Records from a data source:
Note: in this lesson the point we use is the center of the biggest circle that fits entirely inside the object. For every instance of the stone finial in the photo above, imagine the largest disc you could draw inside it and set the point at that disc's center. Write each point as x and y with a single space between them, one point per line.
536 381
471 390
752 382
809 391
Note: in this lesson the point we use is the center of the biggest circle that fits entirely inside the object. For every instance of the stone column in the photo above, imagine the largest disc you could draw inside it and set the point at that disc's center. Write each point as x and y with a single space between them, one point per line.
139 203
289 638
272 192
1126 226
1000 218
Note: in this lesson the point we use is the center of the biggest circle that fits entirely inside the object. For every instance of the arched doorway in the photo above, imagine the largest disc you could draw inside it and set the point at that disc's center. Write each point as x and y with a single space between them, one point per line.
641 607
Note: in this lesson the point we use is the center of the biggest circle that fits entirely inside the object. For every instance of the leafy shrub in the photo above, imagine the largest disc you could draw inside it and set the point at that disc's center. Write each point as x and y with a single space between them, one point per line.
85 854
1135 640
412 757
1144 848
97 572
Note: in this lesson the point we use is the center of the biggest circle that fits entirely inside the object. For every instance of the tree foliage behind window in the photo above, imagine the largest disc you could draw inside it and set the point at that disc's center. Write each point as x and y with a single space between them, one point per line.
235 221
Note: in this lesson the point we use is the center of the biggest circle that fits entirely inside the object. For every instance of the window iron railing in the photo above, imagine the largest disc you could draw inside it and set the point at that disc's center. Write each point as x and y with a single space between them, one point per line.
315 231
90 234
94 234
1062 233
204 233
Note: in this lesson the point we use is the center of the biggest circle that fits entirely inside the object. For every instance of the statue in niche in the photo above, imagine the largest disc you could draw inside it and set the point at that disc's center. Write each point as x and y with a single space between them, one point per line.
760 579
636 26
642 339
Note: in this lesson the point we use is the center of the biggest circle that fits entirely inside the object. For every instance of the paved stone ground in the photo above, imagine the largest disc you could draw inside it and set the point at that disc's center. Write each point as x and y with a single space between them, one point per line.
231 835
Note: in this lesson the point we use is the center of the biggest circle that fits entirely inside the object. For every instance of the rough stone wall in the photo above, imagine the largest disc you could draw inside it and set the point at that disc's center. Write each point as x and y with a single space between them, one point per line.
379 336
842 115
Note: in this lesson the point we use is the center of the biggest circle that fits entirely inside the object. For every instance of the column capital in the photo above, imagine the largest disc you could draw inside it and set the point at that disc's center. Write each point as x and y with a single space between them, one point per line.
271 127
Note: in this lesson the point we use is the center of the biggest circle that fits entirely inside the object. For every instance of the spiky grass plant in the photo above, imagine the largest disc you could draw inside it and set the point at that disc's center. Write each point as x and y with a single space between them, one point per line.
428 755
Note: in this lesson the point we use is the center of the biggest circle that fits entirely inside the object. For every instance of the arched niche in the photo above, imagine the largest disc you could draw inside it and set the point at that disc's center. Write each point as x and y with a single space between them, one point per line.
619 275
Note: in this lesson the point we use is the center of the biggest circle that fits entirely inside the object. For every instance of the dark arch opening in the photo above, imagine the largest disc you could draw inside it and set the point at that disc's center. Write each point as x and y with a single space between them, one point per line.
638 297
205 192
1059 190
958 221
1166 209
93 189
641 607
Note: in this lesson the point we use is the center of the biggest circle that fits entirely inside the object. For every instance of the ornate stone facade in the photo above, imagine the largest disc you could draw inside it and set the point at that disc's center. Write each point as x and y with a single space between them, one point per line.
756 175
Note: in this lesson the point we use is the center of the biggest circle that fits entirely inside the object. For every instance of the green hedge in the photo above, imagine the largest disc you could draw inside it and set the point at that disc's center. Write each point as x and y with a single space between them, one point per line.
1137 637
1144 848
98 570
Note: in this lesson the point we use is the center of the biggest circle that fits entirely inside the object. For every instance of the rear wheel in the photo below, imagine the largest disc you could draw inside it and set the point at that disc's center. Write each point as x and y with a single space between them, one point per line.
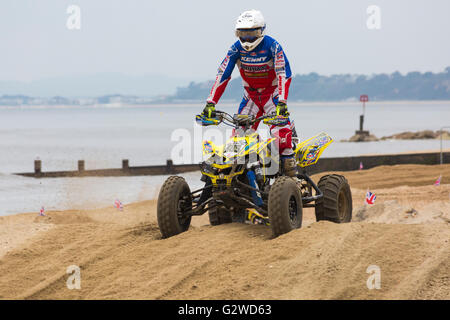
174 199
285 206
336 203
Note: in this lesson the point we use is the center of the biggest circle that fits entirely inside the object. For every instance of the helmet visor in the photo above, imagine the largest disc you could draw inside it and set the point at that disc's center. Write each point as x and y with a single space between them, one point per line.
249 35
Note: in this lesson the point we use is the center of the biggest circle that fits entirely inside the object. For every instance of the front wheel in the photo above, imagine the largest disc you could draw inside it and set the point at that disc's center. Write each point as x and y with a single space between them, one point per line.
285 206
174 199
336 203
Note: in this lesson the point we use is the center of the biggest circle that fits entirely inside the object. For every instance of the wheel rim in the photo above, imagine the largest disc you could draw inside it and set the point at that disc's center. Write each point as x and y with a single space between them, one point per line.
181 207
342 205
293 210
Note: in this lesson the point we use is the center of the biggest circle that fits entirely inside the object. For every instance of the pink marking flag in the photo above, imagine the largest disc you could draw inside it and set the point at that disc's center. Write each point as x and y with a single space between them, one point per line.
370 197
438 181
118 204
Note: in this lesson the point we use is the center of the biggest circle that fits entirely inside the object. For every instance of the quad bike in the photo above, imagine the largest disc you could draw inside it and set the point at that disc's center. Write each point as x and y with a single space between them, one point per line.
244 182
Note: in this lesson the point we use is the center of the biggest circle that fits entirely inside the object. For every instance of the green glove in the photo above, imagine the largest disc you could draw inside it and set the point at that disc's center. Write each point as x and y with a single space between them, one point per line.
282 109
210 110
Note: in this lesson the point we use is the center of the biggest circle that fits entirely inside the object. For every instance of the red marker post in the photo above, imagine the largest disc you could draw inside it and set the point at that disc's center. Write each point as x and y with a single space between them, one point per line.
363 98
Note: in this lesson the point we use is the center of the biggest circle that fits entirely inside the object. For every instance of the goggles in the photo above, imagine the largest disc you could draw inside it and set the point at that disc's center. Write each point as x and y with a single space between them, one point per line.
249 35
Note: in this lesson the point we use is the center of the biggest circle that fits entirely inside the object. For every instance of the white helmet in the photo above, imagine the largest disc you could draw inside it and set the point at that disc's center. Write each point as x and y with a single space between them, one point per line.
250 27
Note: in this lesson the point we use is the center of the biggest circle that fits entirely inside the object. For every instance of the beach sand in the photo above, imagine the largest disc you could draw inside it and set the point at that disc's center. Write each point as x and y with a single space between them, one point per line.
122 256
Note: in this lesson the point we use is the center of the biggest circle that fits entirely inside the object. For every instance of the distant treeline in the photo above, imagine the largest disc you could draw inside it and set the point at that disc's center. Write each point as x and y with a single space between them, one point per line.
314 87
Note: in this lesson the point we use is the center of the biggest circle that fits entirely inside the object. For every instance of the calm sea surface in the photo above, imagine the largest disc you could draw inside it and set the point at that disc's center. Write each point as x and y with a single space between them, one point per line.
104 136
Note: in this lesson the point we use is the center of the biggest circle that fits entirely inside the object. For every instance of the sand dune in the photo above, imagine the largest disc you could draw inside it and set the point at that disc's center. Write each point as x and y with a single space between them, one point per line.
121 253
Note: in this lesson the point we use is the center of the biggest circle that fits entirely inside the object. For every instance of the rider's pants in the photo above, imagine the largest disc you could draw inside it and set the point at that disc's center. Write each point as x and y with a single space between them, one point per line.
263 101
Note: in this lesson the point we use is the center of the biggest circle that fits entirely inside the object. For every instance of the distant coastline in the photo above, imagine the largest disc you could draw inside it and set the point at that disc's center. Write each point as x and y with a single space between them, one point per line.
306 88
197 104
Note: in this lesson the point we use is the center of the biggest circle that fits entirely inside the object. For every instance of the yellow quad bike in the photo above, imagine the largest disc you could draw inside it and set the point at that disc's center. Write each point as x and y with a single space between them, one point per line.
244 182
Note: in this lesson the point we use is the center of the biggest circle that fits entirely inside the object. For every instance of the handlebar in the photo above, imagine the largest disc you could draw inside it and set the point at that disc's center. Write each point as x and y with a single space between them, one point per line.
241 120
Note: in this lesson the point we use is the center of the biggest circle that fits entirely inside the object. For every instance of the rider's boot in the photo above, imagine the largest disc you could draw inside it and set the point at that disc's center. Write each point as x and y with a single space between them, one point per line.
289 166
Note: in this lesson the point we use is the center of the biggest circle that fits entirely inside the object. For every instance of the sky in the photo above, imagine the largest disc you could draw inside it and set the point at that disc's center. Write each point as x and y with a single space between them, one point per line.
186 40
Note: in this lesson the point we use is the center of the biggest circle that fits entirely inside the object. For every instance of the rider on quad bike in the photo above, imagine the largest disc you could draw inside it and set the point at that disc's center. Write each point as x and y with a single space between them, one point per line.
266 76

**THE PROBLEM:** Lines before the one containing "the rider's boot" are to be left out; that line and every line after it through the end of the data should be copied exactly.

**PROBLEM SOLUTION:**
Note: in this lesson the point we use is the center of the biggest circle that fits entirely inside the object. For every instance of the rider's boot in the photo above, imagine the largest disc you could draw inside it and set the point at that disc's center. Write each point as x and y with a single space between them, one point per line.
289 166
Note: in this lesson the point we use is the center of the biggest circle that fits entirely inside the object. For every instance of the sky in the photo above, imagine the largest disc you could draw inside it and set the point at that disc's center. Write each point as x and y with a single space between them, one point per line.
186 40
Note: in this lesson the point we use is the center of the biggest circle that fits entirely inside the object. For every instance of the rider on quad bike in the photo above, imagine the largest disc you could draw inside it and set the point at that disc's center. Write each point as x and y with a single space between them, one point per line.
266 76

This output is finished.